(ENTRIES PROVIDED)
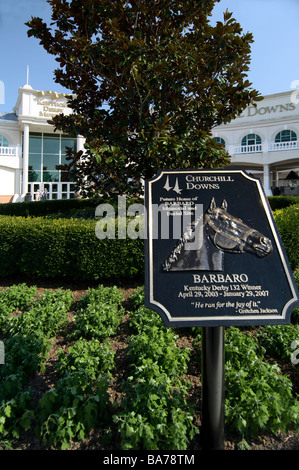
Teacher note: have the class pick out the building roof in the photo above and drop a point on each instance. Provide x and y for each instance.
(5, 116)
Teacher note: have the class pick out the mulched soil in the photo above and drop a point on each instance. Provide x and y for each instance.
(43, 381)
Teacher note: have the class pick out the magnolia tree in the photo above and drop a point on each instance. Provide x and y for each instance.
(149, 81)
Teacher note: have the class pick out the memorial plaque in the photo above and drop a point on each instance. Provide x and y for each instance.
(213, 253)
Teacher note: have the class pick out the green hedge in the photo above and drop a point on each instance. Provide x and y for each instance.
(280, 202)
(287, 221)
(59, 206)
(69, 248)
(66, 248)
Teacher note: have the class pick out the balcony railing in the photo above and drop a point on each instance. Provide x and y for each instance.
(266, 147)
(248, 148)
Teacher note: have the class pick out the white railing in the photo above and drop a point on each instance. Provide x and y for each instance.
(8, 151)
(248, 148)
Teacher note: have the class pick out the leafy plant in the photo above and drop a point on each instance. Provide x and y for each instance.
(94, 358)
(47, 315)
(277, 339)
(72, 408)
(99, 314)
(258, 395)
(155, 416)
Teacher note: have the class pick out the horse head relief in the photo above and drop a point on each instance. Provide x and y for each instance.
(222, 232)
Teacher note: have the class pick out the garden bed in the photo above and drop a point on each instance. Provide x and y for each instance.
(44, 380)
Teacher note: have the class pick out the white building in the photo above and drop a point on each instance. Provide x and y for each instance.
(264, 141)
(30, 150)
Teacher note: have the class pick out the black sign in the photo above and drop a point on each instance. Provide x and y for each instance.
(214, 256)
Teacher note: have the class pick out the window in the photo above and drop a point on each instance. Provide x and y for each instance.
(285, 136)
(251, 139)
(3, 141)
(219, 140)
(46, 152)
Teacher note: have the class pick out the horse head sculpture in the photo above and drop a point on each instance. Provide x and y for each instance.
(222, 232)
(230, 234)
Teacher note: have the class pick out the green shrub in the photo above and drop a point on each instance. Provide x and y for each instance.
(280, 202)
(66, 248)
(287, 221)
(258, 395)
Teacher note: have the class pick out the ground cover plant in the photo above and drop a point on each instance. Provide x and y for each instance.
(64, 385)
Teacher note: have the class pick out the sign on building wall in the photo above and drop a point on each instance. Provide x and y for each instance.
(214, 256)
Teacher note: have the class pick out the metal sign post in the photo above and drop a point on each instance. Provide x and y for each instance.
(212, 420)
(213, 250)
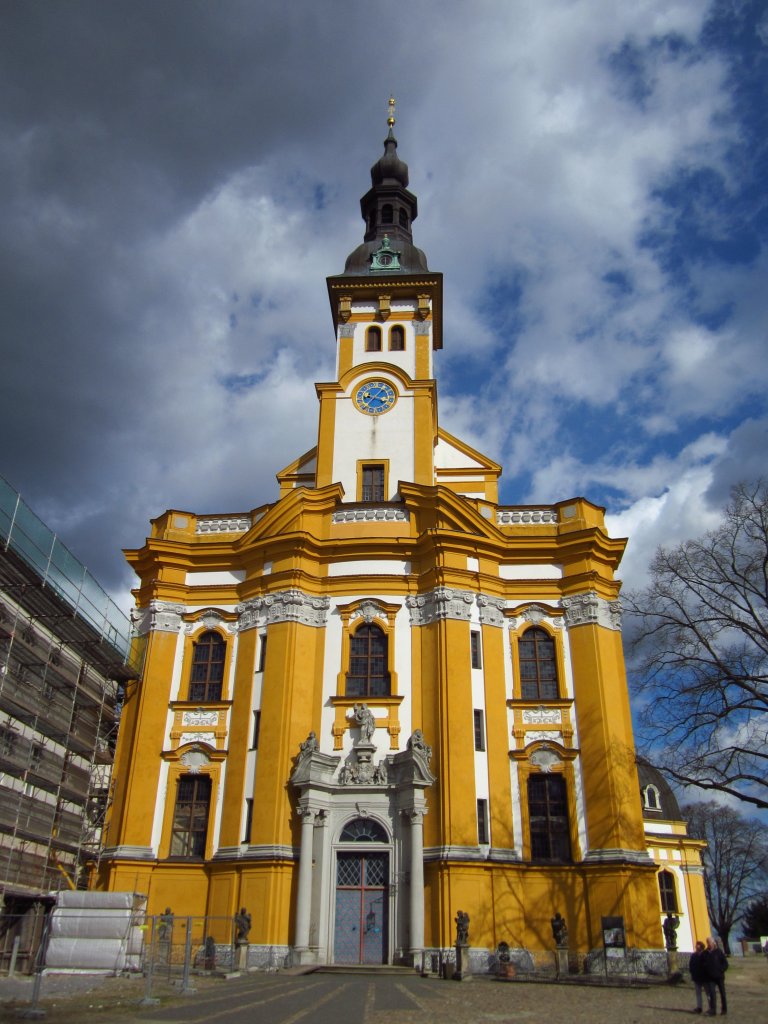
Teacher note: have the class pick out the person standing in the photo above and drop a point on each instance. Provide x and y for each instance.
(End ENTRIES PROVIDED)
BRIEF.
Apart from the pictures, every line above must be printed exactly.

WRITTEN ANSWER.
Teacher note: have the class pick out the building roof in the photo above and drop a point on each instance. Provide x and y for each instance.
(5, 116)
Teacher note: have the class pick out the mulched soil in the photo above and drop a point on each instance. Provide x and y for each instance.
(43, 381)
Teacher note: have the class pick out the magnolia tree in the photo above and drop a point on each instance. Provide x and y for each instance.
(149, 81)
Teacher note: have the class pick out the memorial plaque in the photo above and drop a point on each instance. Provide x and y for each instance.
(213, 253)
Teacher note: have the class pick out the green hedge in the photo above and drop a point on each instance. Provide x and y for each instance.
(280, 202)
(287, 221)
(59, 206)
(69, 248)
(66, 248)
Teacher note: have the class pick out the balcony railing in the photo above and drop a point on each instance. Provide x and y for each instance.
(266, 147)
(248, 148)
Teacher note: have the class pick out the white railing in the photo above and drop a point on each instance. Provide x and y for each instance.
(8, 151)
(248, 148)
Teacher note: have the class pick out the leafy plant in the photo above and drop a point on each instance. Provide x and y for each instance.
(94, 358)
(47, 315)
(277, 339)
(72, 408)
(99, 314)
(258, 395)
(155, 416)
Teacher note: have the class pick out the horse head relief in the photo above and drop a point on each instance. Provide x and y for each instance.
(222, 232)
Teacher note: have the class pick out the garden bed in the photo above and drop a point on each instance. Provide x and y for each instance.
(44, 380)
Teacher note: have the class pick out the white building in the photo above and drop a point on each instance. Provide x and y for each instance.
(264, 141)
(30, 150)
Teacher note: have the class pick out the black sign in the photo above and drop a point on each instance. Provide x and y for each instance.
(214, 256)
Teacher note: have the class pick out the window in the photo above and drop a point on each instance. Provide x and y for each instance.
(285, 136)
(251, 139)
(3, 141)
(219, 140)
(46, 152)
Teacher note: have the class pick out the horse head sculpture in the photo above and drop a point on each instance. Provide x and y for each instance.
(222, 232)
(230, 234)
Teacher note: have the class pick out the green shrub in the photo above and drop a point on each instance. Provide x and y for each instance.
(280, 202)
(66, 248)
(287, 221)
(258, 395)
Teacher note: have the class pick out the ground cover plant in the photo above and drop a point on each instance. Provide x and y for each instance.
(64, 385)
Teacher note: have the class pick out the sign on building wall in the photo above and drop a point on each instance. Provide x and y for each instance.
(214, 256)
Teacher note: have the class pick out the metal sign post in the photo above and drop a point on each instance. Provide x and y for each instance.
(212, 420)
(213, 250)
Teacher note: have the class pick out the person standing in the photo above and drop a point on each instance. Provide x and y for each instance.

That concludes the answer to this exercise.